Measures like quarantines can help tamp down the peak of an outbreak and relieve pressure on health care, said Thomas Frieden, a former director of the U.S. Centers for Disease Control and Prevention. Just as important is getting society to buy in to such actions, he said.

“It’s crucial — for both ethical and practical reasons — that communities are engaged and supported,” he said in an email. “Otherwise communities will have higher costs and the effectiveness will be lower.”

The most stringent measures, included in a new decree signed by Conte and published on the government’s website, apply to a population of almost 17 million people in Lombardy, the region around Milan, as well as vast swathes of Piedmont, Veneto, Emilia Romagna and Marche. Venice is part of the affected zone, while Turin, home to the Fiat Chrysler Automobiles NV headquarters, is outside of it.

Overall, the rules impact a region of 56,000 square kilometers — roughly the size of West Virginia — that accounts for about a third of Italy’s gross domestic product. They include:

  • Restrictions on leaving, entering or moving within entering the designated areas when not for “demonstrable” business needs, emergencies or health reasons
  • A “strong recommendation” to anyone with a temperature above 37.5 degrees Celsius (99.5 degrees Fahrenheit) to stay home even if they have no virus symptoms
  • Leaving home is “absolutely forbidden” for those who have tested positive
  • Sports events are suspended unless they can be held behind closed doors. That means for now, the top-flight Serie A soccer league will continue
  • Skiing, public events, religious ceremonies and work meetings will be suspended, while schools, museums, swimming pools, gyms and theaters are closed. Shopping malls should be shut during weekends
  • Bars and restaurants can open from 6 a.m. to 6 p.m. and must assure that patrons stay at least one meter (3.3 feet) apart
  • Employers should facilitate work-from-home arrangements.

The decree also issues new regulations for the rest of the country, including a recommendation to avoid travel outside home towns unless absolutely necessary, enforcing “social distancing” of one meter in all public venues and restricting public events from demonstrations to theater shows. Elderly people are advised to stay home, and schools and universities will remain closed nationwide until March 15.

(Records from a data source)

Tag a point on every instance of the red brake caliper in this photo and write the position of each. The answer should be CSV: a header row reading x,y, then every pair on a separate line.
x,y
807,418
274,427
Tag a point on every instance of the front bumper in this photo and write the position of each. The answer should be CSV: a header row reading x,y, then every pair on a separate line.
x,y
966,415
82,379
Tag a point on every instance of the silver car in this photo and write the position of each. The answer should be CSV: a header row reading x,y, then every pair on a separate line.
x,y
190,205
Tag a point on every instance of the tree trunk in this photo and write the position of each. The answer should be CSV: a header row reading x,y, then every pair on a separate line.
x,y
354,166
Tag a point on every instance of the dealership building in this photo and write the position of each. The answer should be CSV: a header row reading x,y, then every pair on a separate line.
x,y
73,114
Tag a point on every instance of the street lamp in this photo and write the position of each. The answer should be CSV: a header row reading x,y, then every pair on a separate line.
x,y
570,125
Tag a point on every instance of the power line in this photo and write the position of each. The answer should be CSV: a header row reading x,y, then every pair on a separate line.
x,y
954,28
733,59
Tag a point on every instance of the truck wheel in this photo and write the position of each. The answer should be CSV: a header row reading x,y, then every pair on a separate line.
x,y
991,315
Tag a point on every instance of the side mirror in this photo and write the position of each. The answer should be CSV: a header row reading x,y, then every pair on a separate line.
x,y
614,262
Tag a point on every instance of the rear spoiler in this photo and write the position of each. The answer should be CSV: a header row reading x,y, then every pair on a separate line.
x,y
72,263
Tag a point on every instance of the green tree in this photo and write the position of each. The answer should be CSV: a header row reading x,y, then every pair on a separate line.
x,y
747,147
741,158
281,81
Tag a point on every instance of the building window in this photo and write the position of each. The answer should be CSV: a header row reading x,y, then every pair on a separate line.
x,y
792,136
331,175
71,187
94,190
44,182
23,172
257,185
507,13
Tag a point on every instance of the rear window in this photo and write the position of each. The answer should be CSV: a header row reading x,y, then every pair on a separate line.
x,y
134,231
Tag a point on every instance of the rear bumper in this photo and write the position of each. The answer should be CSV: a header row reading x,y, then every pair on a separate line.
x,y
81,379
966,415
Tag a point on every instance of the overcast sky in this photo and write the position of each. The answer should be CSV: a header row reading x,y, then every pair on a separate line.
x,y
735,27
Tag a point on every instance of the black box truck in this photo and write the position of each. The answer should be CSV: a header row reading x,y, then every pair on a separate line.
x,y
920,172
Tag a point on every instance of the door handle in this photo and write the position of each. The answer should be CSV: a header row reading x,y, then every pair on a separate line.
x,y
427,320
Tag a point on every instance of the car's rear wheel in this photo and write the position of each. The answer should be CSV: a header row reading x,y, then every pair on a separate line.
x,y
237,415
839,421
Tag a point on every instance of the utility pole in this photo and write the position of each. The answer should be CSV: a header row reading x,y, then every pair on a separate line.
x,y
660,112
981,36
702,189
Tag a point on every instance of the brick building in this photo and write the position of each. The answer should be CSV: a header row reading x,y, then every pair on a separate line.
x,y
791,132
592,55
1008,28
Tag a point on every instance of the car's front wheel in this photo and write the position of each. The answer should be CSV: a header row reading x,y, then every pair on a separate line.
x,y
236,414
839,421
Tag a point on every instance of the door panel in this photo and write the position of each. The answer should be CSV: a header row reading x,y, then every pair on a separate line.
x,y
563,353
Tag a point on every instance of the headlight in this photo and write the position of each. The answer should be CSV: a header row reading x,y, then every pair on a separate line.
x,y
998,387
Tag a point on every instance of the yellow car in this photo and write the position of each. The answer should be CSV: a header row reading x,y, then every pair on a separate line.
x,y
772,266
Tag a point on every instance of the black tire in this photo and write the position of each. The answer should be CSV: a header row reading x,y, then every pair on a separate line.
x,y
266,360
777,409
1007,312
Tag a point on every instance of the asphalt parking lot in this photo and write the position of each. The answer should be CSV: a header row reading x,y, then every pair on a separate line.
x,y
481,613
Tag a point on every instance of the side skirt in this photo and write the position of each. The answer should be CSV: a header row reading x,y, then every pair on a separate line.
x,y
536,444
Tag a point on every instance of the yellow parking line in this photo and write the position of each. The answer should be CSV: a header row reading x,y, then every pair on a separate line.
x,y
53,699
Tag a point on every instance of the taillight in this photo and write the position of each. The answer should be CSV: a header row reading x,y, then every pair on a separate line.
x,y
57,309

_INSTRUCTIONS_:
1. Quote the article on Italy's outbreak measures from "The most stringent" to "outside of it.".
2. List the regions that the article on Italy's outbreak measures names as falling wholly or partly under the most stringent measures.
3. Carry on writing the article on Italy's outbreak measures, starting after its last sentence.

_RESPONSE LIST_:
1.
The most stringent measures, included in a new decree signed by Conte and published on the government’s website, apply to a population of almost 17 million people in Lombardy, the region around Milan, as well as vast swathes of Piedmont, Veneto, Emilia Romagna and Marche. Venice is part of the affected zone, while Turin, home to the Fiat Chrysler Automobiles NV headquarters, is outside of it.

2. Lombardy, Piedmont, Veneto, Emilia Romagna, Marche

3.
Failing to respect the measures is a criminal offense and might lead to a fine or imprisonment. Some regions voiced resistance. The Veneto region opposes the inclusion of the Padua, Treviso and Venice provinces in the decree, according to a statement published by Ansa. Maurizio Rasero, the mayor of Asti, which is in the affected zone, called the ban “madness, a disaster we didn’t expect.”

The southeastern region of Puglia ordered all those coming into the area from the affected regions be subject to a 14-day quarantine. Regional president Michele Emiliano went a step further, telling his northern compatriots to turn around and go back immediately, according to comments published by Ansa.

With Italy’s economy already about to contract before the outbreak, the crisis has all but paralyzed business activity in Lombardy, which accounts for a fifth of the country’s gross domestic product, and the rest of the north.

The impact is clear even in other regions that aren’t subject to the stricter controls. The Pompeii archaeological site near Naples and the Vatican museums are closed until April 3, and an exhibit of Renaissance master Raphael in Rome was halted.

The government decided on Thursday to double emergency spending to 7.5 billion euros ($8.5 billion) to help cushion the economic impact of the virus.

It’s also calling up 20,000 doctors, nurses and medical personnel to help deal with the outbreak. Fallout from the virus’s spread is slamming Italy’s key tourism industry, which is worth almost 15% of GDP, at a time when the country is already teetering on the brink of recession.

The European Commission’s top economic officials approved Italy’s spending plans, saying in a letter to the government in Rome that the stimulus won’t be factored in when assessing the country’s compliance with the European Union’s fiscal rules.